## Start Page text

The United Nations Development Programme (UNDP) has teamed up with telecom operator Africell to strengthen digital support for young tech founders in Sierra Leone and The Gambia, as part of a broader push to turn university-based innovation into real businesses.
The partnership, announced last week, focuses on improving internet connectivity at University Innovation Pods (UniPods), campus hubs where students and early-stage entrepreneurs develop ideas, build products, and receive training. The initiative sits under Timbuktoo, UNDP’s flagship program aimed at accelerating African startups and linking them to capital, skills, and markets.
For many founders in West Africa, weak or unreliable internet remains a major barrier. UniPods were created to bridge that gap, but limited connectivity has often slowed progress. Under the new agreement, Africell will provide high-speed internet access, 4G MiFi devices, and Internet of Things (IoT) tools to UniPods in both countries. The goal is simple: give young innovators the digital foundation they need to move faster, test ideas properly, and build products that can scale beyond the classroom.

## End Page text
## Start Supplied information

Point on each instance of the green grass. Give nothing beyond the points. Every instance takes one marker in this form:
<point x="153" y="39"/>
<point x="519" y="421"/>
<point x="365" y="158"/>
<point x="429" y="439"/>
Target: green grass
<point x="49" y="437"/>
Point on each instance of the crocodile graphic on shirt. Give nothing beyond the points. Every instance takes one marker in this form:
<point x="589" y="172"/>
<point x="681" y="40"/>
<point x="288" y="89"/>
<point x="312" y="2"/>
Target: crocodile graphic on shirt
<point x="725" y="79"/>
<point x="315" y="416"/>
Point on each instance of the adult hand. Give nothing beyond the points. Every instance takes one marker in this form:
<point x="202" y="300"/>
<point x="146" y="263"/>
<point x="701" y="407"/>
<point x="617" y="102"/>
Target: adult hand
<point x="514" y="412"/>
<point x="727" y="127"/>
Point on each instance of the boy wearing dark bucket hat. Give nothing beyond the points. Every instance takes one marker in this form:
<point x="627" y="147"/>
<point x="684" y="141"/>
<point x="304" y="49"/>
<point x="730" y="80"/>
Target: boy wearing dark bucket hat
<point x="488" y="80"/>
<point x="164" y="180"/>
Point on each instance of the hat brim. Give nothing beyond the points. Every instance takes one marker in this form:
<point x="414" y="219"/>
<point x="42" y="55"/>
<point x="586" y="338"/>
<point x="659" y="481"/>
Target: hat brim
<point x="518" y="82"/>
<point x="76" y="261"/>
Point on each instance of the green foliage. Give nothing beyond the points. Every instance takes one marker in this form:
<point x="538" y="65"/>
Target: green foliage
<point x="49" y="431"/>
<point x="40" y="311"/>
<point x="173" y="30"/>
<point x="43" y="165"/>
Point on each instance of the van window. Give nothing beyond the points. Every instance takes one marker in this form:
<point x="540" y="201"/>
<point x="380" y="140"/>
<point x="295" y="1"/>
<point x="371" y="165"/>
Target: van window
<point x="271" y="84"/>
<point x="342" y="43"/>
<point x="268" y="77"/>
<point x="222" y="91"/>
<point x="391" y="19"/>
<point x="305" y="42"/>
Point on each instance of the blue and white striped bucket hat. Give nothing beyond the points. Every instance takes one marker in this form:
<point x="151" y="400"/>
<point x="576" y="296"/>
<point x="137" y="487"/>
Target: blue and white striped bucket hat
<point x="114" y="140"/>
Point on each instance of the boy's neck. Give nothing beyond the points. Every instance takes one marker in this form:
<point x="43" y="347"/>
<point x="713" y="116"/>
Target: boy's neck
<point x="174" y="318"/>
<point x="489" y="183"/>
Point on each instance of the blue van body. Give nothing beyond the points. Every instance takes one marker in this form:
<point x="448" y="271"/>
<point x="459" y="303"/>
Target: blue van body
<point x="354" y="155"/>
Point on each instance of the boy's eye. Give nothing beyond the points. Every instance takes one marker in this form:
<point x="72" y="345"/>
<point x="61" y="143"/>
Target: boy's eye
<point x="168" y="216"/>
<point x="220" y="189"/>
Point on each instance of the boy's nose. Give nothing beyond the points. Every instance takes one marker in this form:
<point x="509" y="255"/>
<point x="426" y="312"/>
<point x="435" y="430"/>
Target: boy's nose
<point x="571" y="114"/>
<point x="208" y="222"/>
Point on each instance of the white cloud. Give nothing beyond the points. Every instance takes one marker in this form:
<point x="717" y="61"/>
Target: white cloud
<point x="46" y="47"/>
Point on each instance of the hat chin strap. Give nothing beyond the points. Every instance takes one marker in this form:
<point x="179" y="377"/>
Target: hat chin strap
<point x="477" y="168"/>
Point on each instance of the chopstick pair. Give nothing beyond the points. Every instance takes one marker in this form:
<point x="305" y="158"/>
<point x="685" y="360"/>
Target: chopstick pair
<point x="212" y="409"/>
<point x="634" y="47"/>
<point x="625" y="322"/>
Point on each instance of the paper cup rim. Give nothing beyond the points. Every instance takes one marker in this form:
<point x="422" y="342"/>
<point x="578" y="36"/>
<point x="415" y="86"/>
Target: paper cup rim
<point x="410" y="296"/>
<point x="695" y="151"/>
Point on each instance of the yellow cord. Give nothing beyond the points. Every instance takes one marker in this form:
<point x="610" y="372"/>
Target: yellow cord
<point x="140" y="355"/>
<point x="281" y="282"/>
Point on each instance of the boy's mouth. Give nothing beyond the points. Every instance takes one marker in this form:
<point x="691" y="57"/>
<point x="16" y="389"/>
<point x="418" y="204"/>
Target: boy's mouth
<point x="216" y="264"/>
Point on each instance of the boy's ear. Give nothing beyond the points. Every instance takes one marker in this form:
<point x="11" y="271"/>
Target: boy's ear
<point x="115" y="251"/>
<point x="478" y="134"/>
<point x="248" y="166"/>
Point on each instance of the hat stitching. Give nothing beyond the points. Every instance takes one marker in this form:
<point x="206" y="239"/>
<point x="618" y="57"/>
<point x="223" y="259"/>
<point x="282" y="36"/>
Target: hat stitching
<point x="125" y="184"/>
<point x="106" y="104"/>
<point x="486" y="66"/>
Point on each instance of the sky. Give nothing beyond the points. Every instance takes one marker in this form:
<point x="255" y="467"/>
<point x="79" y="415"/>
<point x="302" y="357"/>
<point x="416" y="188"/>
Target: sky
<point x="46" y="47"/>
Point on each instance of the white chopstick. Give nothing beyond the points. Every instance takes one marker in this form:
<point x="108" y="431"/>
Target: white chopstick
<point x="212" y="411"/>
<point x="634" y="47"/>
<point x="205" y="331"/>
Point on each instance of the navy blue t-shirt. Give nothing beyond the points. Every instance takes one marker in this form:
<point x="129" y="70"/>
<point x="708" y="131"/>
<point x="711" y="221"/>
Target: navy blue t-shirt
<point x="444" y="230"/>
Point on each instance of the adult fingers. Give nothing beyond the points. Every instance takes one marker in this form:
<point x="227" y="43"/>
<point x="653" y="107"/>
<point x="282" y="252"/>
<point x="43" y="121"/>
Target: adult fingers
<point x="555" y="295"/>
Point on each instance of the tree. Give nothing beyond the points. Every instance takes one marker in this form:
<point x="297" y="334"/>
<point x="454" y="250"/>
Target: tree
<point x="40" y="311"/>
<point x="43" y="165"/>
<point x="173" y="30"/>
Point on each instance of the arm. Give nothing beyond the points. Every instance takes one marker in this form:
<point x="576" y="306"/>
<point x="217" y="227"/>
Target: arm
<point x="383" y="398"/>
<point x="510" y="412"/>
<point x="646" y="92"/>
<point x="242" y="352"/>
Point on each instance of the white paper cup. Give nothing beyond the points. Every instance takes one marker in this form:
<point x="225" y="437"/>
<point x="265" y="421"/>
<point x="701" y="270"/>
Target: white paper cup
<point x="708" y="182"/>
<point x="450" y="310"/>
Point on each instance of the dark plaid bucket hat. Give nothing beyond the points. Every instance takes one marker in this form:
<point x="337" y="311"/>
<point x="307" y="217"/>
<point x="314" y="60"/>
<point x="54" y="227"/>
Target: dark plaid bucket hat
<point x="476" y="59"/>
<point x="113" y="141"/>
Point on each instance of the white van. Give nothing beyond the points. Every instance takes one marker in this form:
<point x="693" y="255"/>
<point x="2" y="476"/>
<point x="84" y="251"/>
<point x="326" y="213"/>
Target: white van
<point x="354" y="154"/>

## End Supplied information

_To be done_:
[1] Print the passage of the article on the UNDP and Africell partnership from "The United Nations" to "into real businesses.".
[2] List every item that the article on the UNDP and Africell partnership says Africell will provide to the UniPods.

_The solutions_:
[1]
The United Nations Development Programme (UNDP) has teamed up with telecom operator Africell to strengthen digital support for young tech founders in Sierra Leone and The Gambia, as part of a broader push to turn university-based innovation into real businesses.

[2]
- High-speed internet access
- 4G MiFi devices
- Internet of Things (IoT) tools